| Short exercise |
Copy the data below line for line, with nothing changed.

++++ Dataset rows ++++

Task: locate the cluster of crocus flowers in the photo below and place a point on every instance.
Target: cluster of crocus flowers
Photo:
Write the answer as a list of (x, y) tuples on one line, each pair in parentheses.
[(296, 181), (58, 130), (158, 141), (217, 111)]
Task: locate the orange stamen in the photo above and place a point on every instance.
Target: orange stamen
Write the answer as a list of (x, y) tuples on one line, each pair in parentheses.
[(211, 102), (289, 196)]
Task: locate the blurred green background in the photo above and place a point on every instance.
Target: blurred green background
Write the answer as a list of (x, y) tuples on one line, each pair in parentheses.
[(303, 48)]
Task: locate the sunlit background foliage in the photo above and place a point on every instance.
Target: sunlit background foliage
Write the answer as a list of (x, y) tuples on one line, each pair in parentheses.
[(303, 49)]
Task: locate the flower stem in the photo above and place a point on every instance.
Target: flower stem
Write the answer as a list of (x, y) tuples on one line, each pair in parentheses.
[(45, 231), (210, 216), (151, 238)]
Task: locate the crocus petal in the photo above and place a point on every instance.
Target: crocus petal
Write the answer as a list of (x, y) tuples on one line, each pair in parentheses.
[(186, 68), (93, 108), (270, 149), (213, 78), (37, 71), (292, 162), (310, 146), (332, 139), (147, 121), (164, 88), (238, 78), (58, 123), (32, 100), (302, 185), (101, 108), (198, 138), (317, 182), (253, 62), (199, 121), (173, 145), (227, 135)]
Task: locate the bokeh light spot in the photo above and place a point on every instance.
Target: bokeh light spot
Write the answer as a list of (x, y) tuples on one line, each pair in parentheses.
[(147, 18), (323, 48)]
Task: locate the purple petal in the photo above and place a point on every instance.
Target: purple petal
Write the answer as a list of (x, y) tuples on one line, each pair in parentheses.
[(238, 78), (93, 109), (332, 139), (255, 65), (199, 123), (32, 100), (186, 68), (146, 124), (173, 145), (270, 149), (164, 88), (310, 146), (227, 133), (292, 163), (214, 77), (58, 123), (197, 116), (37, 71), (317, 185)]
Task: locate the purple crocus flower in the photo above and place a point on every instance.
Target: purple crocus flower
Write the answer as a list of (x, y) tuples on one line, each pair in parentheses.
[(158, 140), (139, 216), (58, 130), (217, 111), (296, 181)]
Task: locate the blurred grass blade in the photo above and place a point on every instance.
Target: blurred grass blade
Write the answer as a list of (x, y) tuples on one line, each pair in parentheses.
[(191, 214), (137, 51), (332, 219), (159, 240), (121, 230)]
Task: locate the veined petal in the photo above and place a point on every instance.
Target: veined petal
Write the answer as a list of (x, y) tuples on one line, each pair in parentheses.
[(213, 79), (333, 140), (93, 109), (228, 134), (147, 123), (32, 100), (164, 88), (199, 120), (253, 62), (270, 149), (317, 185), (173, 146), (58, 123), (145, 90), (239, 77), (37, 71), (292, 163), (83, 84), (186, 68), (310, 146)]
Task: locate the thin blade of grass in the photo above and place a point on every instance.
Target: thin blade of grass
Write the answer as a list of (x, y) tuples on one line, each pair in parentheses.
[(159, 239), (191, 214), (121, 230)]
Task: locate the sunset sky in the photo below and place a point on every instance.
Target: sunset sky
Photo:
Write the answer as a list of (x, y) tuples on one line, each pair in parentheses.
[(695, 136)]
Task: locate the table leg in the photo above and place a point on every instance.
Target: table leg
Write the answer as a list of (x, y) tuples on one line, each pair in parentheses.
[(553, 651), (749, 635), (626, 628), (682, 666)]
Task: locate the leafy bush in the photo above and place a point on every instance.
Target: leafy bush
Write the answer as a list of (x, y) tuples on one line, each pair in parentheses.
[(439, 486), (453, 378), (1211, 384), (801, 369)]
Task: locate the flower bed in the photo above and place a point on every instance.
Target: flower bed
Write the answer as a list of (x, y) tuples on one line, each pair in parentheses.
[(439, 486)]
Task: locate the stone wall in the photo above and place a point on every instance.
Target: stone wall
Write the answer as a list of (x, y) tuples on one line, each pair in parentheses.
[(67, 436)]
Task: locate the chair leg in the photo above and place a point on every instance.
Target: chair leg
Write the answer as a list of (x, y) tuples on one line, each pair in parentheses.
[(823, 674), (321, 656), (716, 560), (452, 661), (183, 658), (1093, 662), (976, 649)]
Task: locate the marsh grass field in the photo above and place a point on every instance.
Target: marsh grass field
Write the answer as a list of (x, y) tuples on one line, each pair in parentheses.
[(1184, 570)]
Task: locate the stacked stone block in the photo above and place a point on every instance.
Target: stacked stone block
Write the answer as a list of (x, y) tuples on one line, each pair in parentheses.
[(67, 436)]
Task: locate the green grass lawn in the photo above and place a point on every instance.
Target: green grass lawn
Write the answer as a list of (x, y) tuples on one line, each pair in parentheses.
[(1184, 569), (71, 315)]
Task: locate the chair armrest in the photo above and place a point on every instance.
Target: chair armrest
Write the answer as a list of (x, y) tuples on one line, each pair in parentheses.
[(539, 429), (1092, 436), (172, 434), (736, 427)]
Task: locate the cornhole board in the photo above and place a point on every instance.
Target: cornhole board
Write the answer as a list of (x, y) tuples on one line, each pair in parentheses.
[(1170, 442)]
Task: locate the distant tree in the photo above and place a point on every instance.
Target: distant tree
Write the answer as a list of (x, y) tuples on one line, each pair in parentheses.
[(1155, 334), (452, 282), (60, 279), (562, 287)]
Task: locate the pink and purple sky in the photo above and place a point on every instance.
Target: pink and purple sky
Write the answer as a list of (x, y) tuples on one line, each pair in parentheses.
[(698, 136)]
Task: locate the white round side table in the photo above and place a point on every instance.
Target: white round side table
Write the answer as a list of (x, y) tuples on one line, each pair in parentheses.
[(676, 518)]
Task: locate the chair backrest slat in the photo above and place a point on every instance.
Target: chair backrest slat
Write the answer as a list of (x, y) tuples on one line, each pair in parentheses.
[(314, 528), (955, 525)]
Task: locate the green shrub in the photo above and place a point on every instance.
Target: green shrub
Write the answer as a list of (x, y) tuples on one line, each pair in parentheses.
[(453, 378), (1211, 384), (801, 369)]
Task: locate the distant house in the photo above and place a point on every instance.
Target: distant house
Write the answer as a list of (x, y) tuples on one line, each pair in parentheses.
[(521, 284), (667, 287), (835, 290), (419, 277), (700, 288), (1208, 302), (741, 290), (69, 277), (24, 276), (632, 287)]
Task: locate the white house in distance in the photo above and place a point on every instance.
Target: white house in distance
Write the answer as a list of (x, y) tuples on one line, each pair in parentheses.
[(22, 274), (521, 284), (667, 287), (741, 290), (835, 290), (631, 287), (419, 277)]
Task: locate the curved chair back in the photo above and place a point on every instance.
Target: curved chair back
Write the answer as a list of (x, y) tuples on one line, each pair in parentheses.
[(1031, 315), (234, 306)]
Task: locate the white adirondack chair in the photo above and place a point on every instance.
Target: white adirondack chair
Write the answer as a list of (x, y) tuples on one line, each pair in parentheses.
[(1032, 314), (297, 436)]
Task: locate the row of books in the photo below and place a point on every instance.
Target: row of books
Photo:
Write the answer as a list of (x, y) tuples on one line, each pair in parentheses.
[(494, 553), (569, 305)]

++++

| The result |
Task: locate the cluster of crocus flowers in the photo below and place a point on every instance.
Target: cluster of crocus flowers
Photo:
Write the answer as a list of (x, y) tuples on one line, each pair in parentheses.
[(296, 181), (58, 130), (158, 141), (217, 111)]
Task: locate the orange stamen in the photo above and place a point on every instance.
Target: orange stamen
Write the answer as a list of (x, y) tuples on one line, each pair in parentheses.
[(211, 102), (289, 196)]
Task: locate the blurred green background in the photo above and place a point on every instance.
Target: blurred green background
Write the answer as a list of (x, y) tuples on one line, each pair in parentheses.
[(303, 48)]
Task: locate the sunlit background foliage in the photo above and place a point on every instance.
Target: sunlit background foliage
Write the answer as a list of (x, y) tuples on one line, each pair in parentheses.
[(303, 49)]
Task: locate the flower stem in the photo above and place a point on every instance.
Target: flower stem
Write the answer as a list of (x, y) tuples on one line, each pair in parentheses.
[(45, 231), (210, 216), (151, 238)]
Task: locate the crocus petal in the photo above and place a point on every instance.
Target: crocus petal
Write the answer as a list of (x, y) tuples on one line, each pair in parentheses.
[(186, 68), (93, 108), (270, 149), (213, 78), (37, 71), (292, 162), (310, 146), (332, 139), (147, 121), (164, 88), (238, 78), (58, 123), (32, 100), (302, 185), (101, 108), (198, 138), (317, 182), (253, 62), (199, 121), (173, 145), (227, 135)]
Task: locate the bokeh light spot in the photo above and place a point on every instance.
Target: bokeh light spot
Write the answer as a list of (x, y) tuples on one line, each pair in parentheses.
[(147, 18), (323, 48)]
Task: locate the purple petal in the photo above and place a point on every instance.
Target: purple petal
Write the answer as a list of (x, y) tuples on one line, each pair in parentheses.
[(238, 78), (93, 109), (332, 139), (255, 65), (199, 123), (32, 100), (186, 68), (146, 124), (173, 145), (270, 149), (164, 88), (310, 146), (227, 133), (292, 163), (214, 77), (58, 123), (197, 116), (37, 71), (317, 185)]
Task: locate the purple crocus flower in the photo above and place a point on every instance.
Target: purple crocus flower
Write the answer as a list of (x, y) tuples on one line, each pair in parentheses.
[(158, 140), (139, 216), (58, 130), (217, 111), (296, 181)]
Task: locate the blurred grass blade in the photo above and place a point on every instance.
Target: blurred grass blade
Write the answer as a list of (x, y) tuples on one line, each pair in parentheses.
[(191, 214), (137, 51), (332, 219), (159, 240), (121, 230)]
Task: locate the veined petal in the photo above and place a point on every instance.
Target: veined petal
Write the answer as a list of (x, y) tuples on one line, each pair in parentheses.
[(213, 79), (333, 140), (93, 109), (228, 134), (147, 123), (32, 100), (164, 88), (199, 120), (253, 62), (270, 149), (317, 185), (173, 146), (58, 123), (145, 90), (239, 77), (37, 71), (292, 163), (83, 84), (186, 68), (310, 146)]
Task: locate the thin blade of grass in the photo above and place a point on every instance.
Target: thin blade of grass
Write the answer as a list of (x, y) tuples on one line, each pair in parentheses.
[(159, 239), (191, 214), (121, 230)]
Task: locate the sunset sky in the photo below and place a point on every instance.
Target: sunset sky
Photo:
Write the answer as a list of (x, y) tuples on one line, each pair in parentheses.
[(695, 136)]
Task: locate the table leg in the photo above and place a point on every instance.
Target: table leg
Write the answer as a list of (x, y) tuples on one line, each pair in parentheses.
[(553, 651), (749, 635), (626, 628), (682, 666)]
Task: locate the leafy bush in the photo above and place a point on every instance.
Target: leafy bush
Write the answer as a list of (x, y) tuples on one line, each pair in parentheses.
[(439, 486), (453, 378), (1211, 384), (801, 369)]
Task: locate the flower bed in the photo above and place a point on every instance.
Target: flower bed
Write the answer as a list of (x, y) tuples on one line, each pair in parentheses.
[(439, 486)]
Task: locate the stone wall in the photo above and place a point on every instance.
Target: stone wall
Write the answer as a list of (x, y) tuples on one line, each pair in parentheses.
[(67, 436)]
Task: locate the chair leg in the photo above and place a point on every instance.
Target: chair leg
Write the answer as a list of (x, y) tuples on one line, each pair in parentheses.
[(823, 674), (321, 656), (716, 560), (452, 661), (183, 658), (1093, 662), (976, 649)]
Task: locate the marsh grass field in the photo above and place a point on every instance.
Target: marsh grass field
Write the answer as a list of (x, y) tuples on one line, each pair in parentheses.
[(1184, 570)]
Task: locate the stacked stone block in the photo above and place a point on every instance.
Target: stacked stone block
Write the answer as a list of (x, y) tuples on one line, each pair in parentheses.
[(67, 436)]
Task: locate the green grass lawn in the photo above and place a point on every instance.
Target: green grass lawn
Write the answer as a list of (x, y) tuples on one line, each pair in parentheses.
[(1184, 569), (71, 315)]
Task: locate the chair armrest in the photo above and place a point on every instance.
Target: chair armrest
Write the answer as a list of (x, y) tuples on one line, each pair in parentheses.
[(539, 429), (1092, 436), (172, 434), (736, 427)]
Task: locate the cornhole board in the photo above and place a point on every instance.
Target: cornhole board
Write the answer as a list of (x, y) tuples on one line, each pair in parentheses.
[(1170, 442)]
Task: locate the distant tree in the photo above and place a point on every instance.
Target: distant tree
Write the answer as a list of (x, y) tuples on one line, each pair in parentheses.
[(1155, 334), (452, 282), (60, 279), (562, 287)]
Task: locate the pink and purple sky in the photo above and place a point on every instance.
Target: pink and purple sky
Write the answer as a list of (x, y) tuples on one line, each pair in parentheses.
[(698, 136)]
Task: locate the white round side table in the photo above and place a point on every instance.
Target: white round side table
Write the answer as a list of (x, y) tuples on one line, each pair in parentheses.
[(676, 518)]
Task: locate the chair backrest slat in the photo above and place a point on every instance.
Target: chair backrest slat
Write the answer as a list of (x, y) tuples on one line, each pair in parentheses.
[(314, 528), (955, 525)]
Task: locate the green shrub in the photo above and place a point on every instance.
Target: green shrub
Write the answer as a list of (x, y) tuples on one line, each pair in parentheses.
[(453, 378), (1211, 384), (801, 369)]
Task: locate the distant house in the photo above and place a point on every instance.
Target: distant house
Write the answer as a list of (x, y) tuples on one line, each pair in parentheses.
[(521, 284), (667, 287), (835, 290), (419, 277), (700, 288), (1208, 302), (741, 290), (69, 277), (24, 276), (632, 287)]
Task: locate the white house in distance in the photo above and place a point on every instance.
Target: white house in distance
Write the answer as a list of (x, y) tuples on one line, each pair in parentheses.
[(22, 274), (521, 284), (667, 287), (741, 290), (835, 290), (631, 287), (419, 277)]
Task: locate the curved chair back in the photo above and place a point on every instance.
Target: curved chair back
Write the answer as a list of (x, y) tuples on one line, each pair in parentheses.
[(1031, 315), (234, 306)]
Task: locate the white adirondack chair in the photo above and place a point on every instance.
Target: white adirondack chair
Write the answer as a list of (x, y) tuples on one line, each pair in parentheses.
[(1032, 314), (297, 436)]
Task: locate the row of books in the photo below and place a point on every instance.
Target: row of books
Photo:
Write the answer as a list of (x, y) tuples on one line, each pair in parentheses.
[(494, 553), (569, 305)]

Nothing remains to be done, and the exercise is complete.